Extract to read –

------------------------------

ELL Teaching Strategies
These strategies might be helpful to use with students who are English language learners.

  1. Assign ELL students to read the story aloud with strong English readers/speakers.
  2. Have each student write three questions about the story. Then let students pair up and discuss the answers to the questions.
  3. Depending on students’ level of English proficiency, after the first reading:
    • Review the illustrations in order and have students summarize what is happening on each page, first orally, then in writing.
    • Have students work in pairs to retell either the plot of the story or key details. Then ask students to write a short summary, synopsis, or opinion about what they have read.
  4. Have students give a short talk about what they admire about a character or central figure in the story.

Interdisciplinary Activities
Use some of the following activities to help students integrate their reading experiences with other curriculum areas.

------------------------------

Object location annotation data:
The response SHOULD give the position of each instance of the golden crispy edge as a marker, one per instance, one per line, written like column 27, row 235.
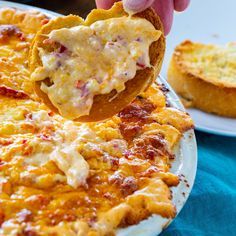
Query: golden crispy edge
column 201, row 94
column 102, row 108
column 182, row 64
column 22, row 18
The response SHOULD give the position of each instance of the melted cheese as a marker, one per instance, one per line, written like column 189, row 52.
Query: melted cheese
column 96, row 59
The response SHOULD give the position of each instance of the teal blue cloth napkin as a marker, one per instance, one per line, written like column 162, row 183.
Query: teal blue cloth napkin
column 211, row 207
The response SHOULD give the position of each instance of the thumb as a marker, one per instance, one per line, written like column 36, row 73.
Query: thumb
column 137, row 5
column 105, row 4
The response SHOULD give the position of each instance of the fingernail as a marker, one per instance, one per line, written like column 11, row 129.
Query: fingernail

------------------------------

Objectives –
**a.** Quote the passage on ELL teaching strategies, starting with "ELL Teaching Strategies" and going on through "strong English readers/speakers.".
**b.** List every numbered strategy in the passage on ELL teaching strategies.
**c.** Continue the passage on ELL teaching strategies from the point where it ends.

Answers in order –
**a.**
ELL Teaching Strategies
These strategies might be helpful to use with students who are English language learners.

  1. Assign ELL students to read the story aloud with strong English readers/speakers.

**b.**
1. Assign ELL students to read the story aloud with strong English readers/speakers.
2. Have each student write three questions about the story, then let students pair up and discuss the answers.
3. Depending on students' level of English proficiency, after the first reading, either review the illustrations and have students summarize each page, or have pairs retell the plot or key details and then write a short summary, synopsis, or opinion.
4. Have students give a short talk about what they admire about a character or central figure in the story.

**c.**
Social Studies

  1. Have students research the history, traditions, and current day life of the Mohawk Indians, one of the six nations of the Iroquois. Then let small groups of students work together to compare and contrast the Mohawks with one of the other nations of the Iroquois. Invite groups to share their information with the class. Information to get students started can be found online at The Six Nations of the Iroquois site and the Culture and History page of the Saint Regis Mohawk Tribe site.
  2. Students may be interested in finding out more about some of the bridges and/or buildings Mohawk construction workers helped to build. Students should look for pictures and/or diagrams in addition to facts about the structures.

Language Arts
Students may enjoy learning some Mohawk words. To start, they can learn to count to five, according to the following chart. A pronunciation guide for the Mohawk words can be found online here.

English Mohawk
one Enhskat
two Tekeni
three Ahsen
four Kaye:ri
five Wisk


  1. Have students work with distances and travel times. They can use the average speed of a few methods of transportation to find out how long it would take to travel different distances.
  2. Have students work with dimensions of buildings. They can research the height and square feet of buildings and then draw them to scale using inches or centimeters.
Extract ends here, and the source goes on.